Brano da leggere:
┄┄┄┄┄┄┄┄┄┄┄┄┄┄┄┄┄┄┄┄
Anche a me viene molto naturale usarlo e notare se qualcuno non lo usa dove andrebbe usato.


----------



## marcop_fr

_O voi che siete in piccoletta barca,_​_desiderosi d’ascoltar, seguiti_​_dietro il mio legno che cantando varca,_​_tornate a riveder li vostri liti:_​_Non vi mettete in pelago, *ché* forse,_​_perdendo me, rimarreste smarriti._​_L’acqua ch’io prendo giammai non si corse:_​_Minerva spira, e conducemi Apollo,_​_e nove Muse mi dimostran l’Orse._​_ _​*Dante,  Paradiso Canto II *​ 

E confesso che pur'io, alle volte, lo utilizzo... Ma, certo, solo nei miei scritti più schiettamente "sorvegliati"


----------



## facciadipietra

Fra tutte le osservazioni già espresse, io ritengo giuste le seguenti:
1) "ché" (accentato) è letterario antico/affettato (sempre in luogo della forma non accorciata “perché”)
2) "che" (senza accento) oltre, ovviamente, alle dichiarative introduce anche subordinate con valore  causale, consecutivo, *limitativo *ecc. ecc. ecc. (cfr. Serianni citato da giovannino, qui sopra), alcune (bisogna valutare frase per frase) adatte solo al registro colloquiale e quando si vuole ricorrere a una prosa espressiva (es.: chiamami che ti devo dire una cosa; copriti che fa freddo).  
 Appunto perché simili frasi sono proprie del parlato quando si vuole riprodurle nello scritto è quanto mai sconsigliabile l’uso di “ché”, connotato come aulico e poetico, e che a un lettore esperto verrebbe da leggere con la tradizionale enfasi, o meglio con “tono *particolarmente* vibrato” (Devoto-Oli 2007). Infatti tutti riconosceranno che in frasi pronunciate quotidianamente come “chiamami che ti devo dire una cosa” e “copriti che fa freddo” il “che” non viene per niente enfatizzato.


----------



## Wonder_Donnie

Nella Divina Commedia, Dante fa ricorso a *"ché"*, non mi pare abbia mai usato "_perché_". "'_ché_" assolutamente non esiste


----------



## Blechi

gabrigabri said:


> Chiamami che ti dico una cosa
> 
> il che si scrive con o senza accento? A me verrebbe da scriverlo con l'accento, visto che sta (o starebbe) per "perché". Però a quel punto bisognerebbe scriverlo 'ché?


 
Trattandosi dell'aferesi di _perché, affinché, acciocché, cosicché_, è corretto scrivere _ché_.


----------



## zipp404

Ho una domanda riguardo al valore della congiunzione *ché* in una frase di Ippocrate di Coo.

_*ché*_ è la congunzione _*che*_ adoperata col senso di _perché _*1.*  interrogativo:   _padre mio, ché non mi auiti?_ (Dante); oppure *2.* causale: _teneva le mani in tasca ché sentiva freddo_. [Treccani]

Nella seguente citazioine di Ippocrate di Coo però il valore di 'ché' non è né interrogativo né causale.
┄┄┄┄┄┄┄┄┄┄┄┄┄┄┄┄┄┄┄┄
Dati forniti:

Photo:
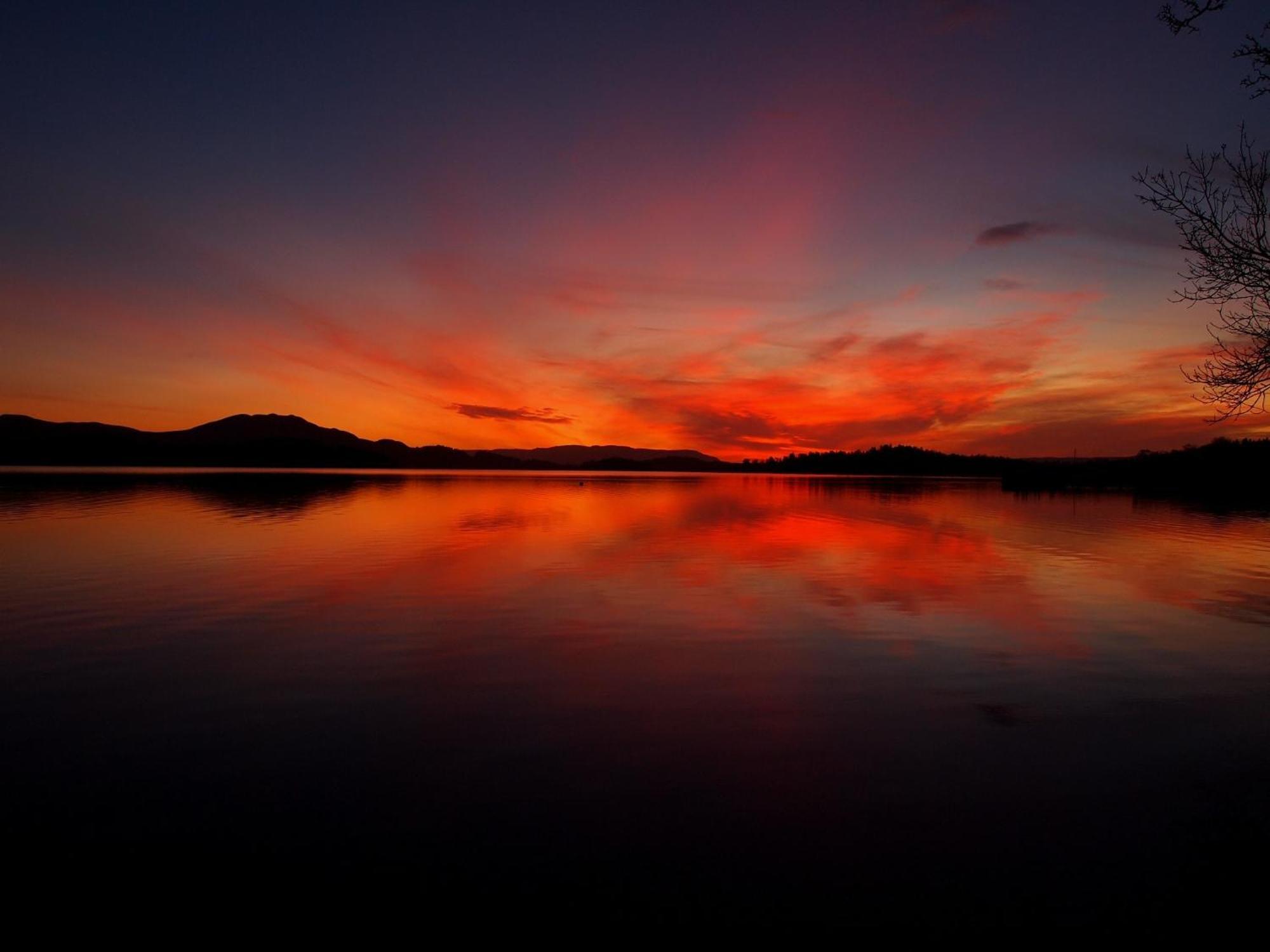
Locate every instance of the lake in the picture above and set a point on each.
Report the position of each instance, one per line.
(665, 695)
┄┄┄┄┄┄┄┄┄┄┄┄┄┄┄┄┄┄┄┄
Consegna:
Dalla discussione sull'uso di "ché", riporta il passo che comincia con le parole "Fra tutte le" e si chiude dopo "che fa freddo).".

Soluzione dell'esercizio:
Fra tutte le osservazioni già espresse, io ritengo giuste le seguenti:
1) "ché" (accentato) è letterario antico/affettato (sempre in luogo della forma non accorciata “perché”)
2) "che" (senza accento) oltre, ovviamente, alle dichiarative introduce anche subordinate con valore  causale, consecutivo, *limitativo *ecc. ecc. ecc. (cfr. Serianni citato da giovannino, qui sopra), alcune (bisogna valutare frase per frase) adatte solo al registro colloquiale e quando si vuole ricorrere a una prosa espressiva (es.: chiamami che ti devo dire una cosa; copriti che fa freddo).